--- Source material ---
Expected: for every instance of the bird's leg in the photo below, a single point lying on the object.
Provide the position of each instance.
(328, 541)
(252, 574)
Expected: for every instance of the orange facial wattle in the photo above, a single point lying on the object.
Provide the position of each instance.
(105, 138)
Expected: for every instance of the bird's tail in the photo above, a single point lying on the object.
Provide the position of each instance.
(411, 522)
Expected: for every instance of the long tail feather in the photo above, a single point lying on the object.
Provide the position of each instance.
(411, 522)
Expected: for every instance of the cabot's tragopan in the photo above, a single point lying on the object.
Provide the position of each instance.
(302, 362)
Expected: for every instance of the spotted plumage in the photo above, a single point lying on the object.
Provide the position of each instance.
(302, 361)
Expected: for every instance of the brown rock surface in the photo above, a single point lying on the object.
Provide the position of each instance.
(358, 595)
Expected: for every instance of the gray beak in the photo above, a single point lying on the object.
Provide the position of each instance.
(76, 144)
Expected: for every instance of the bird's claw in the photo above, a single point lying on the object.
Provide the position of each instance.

--- Written request ---
Render every line of the entries above as a Markdown table with two columns, Row for the running number and Line for the text, skipping any blank lines.

--- Full solution ---
| Row | Line |
|---|---|
| 1 | Expected: for every instance of the bird's leg in the photo below, a single point lying on the object. |
| 2 | Provide the position of each instance. |
| 3 | (328, 541) |
| 4 | (252, 574) |
| 5 | Expected: for every instance of the orange facial wattle in the photo above, a single point lying on the object. |
| 6 | Provide the position of each instance. |
| 7 | (105, 138) |
| 8 | Expected: for every instance of the bird's tail in the photo above, a single point lying on the object. |
| 9 | Provide the position of each instance. |
| 10 | (411, 522) |
| 11 | Expected: for every instance of the long tail feather in the photo above, a single point lying on the object. |
| 12 | Provide the position of each instance. |
| 13 | (411, 522) |
| 14 | Expected: for every instance of the cabot's tragopan in the photo above, a single point lying on the object. |
| 15 | Provide the position of each instance. |
| 16 | (302, 362) |
| 17 | Expected: for every instance of the spotted plumage in the photo above, a single point lying on the object. |
| 18 | Provide the position of each instance. |
| 19 | (302, 361) |
| 20 | Expected: for every instance of the brown rock surface in the photo above, a single point lying on the object. |
| 21 | Provide the position of each instance. |
| 22 | (358, 595) |
| 23 | Expected: for every instance of the gray beak in the photo above, a single point lying on the object. |
| 24 | Provide the position of each instance. |
| 25 | (76, 144) |
| 26 | Expected: for every instance of the bird's claw in the photo above, a single point lying on the object. |
| 27 | Provide the position of each instance. |